** BEGIN **

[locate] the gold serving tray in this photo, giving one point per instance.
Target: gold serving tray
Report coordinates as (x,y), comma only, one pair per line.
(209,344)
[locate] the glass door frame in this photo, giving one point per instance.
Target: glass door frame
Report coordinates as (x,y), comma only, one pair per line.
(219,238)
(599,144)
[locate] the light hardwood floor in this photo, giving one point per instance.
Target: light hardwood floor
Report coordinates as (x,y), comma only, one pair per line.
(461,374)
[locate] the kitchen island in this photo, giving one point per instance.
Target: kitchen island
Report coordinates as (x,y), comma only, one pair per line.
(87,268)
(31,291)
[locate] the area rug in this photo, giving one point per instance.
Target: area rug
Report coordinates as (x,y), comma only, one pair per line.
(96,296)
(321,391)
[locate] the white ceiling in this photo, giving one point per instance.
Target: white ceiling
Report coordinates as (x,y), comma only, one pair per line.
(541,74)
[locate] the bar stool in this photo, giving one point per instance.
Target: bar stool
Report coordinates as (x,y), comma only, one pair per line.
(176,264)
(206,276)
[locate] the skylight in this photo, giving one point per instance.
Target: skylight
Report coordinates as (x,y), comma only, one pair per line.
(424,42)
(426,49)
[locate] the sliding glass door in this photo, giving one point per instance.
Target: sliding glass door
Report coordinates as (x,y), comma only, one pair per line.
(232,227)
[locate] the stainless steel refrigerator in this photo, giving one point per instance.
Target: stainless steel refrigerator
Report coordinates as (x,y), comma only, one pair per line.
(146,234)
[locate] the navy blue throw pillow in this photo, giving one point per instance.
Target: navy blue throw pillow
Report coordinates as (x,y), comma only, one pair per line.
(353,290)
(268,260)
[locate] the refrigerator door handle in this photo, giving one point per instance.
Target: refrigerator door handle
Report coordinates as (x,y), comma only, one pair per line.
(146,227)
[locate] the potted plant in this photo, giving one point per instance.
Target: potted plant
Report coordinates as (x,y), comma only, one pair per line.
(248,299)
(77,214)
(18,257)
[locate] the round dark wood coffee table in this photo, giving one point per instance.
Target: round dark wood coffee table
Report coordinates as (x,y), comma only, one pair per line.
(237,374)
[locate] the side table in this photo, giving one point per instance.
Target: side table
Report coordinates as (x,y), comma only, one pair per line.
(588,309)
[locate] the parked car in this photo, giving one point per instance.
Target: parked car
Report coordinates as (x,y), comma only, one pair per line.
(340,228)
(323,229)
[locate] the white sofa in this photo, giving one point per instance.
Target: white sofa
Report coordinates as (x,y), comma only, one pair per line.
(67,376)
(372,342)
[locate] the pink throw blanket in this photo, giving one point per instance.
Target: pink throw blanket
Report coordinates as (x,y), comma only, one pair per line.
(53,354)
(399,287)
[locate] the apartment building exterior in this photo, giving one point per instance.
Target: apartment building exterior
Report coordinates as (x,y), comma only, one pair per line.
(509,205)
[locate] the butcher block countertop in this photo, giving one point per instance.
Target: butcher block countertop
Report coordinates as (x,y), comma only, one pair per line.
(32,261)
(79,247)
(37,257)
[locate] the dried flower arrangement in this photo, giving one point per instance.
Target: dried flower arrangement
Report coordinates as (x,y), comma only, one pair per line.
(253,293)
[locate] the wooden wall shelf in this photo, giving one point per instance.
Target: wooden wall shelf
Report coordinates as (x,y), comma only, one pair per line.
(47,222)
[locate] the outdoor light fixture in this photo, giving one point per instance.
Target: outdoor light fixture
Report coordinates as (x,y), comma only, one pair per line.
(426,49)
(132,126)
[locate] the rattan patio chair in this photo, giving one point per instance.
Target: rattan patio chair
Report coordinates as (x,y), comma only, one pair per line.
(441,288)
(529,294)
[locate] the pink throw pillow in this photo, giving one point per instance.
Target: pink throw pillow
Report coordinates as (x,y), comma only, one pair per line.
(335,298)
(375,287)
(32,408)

** END **

§ **Task objective**: Copy the listing above word for word, beginning at the line that contains "[locate] the wooden" and continuing through the last line of the listing.

§ **Complete answer**:
[locate] the wooden wall shelf in this photo, giving one point per instance.
Target: wooden wall shelf
Report coordinates as (x,y), comma only, one pair per line.
(47,222)
[locate] the outdoor light fixture in this photo, giving one point per instance.
Target: outdoor light fixture
Report coordinates as (x,y), comma only, one pair per line.
(426,49)
(132,126)
[locate] the rattan patio chair in this photo, giving one point per instance.
Target: rattan patio chair
Report coordinates as (x,y), comma only, one pair per line.
(441,288)
(529,294)
[locate] the pink throw pillow in this photo, giving one point per instance.
Target: pink throw pillow
Report coordinates as (x,y), comma only, one pair per line.
(335,298)
(375,287)
(32,408)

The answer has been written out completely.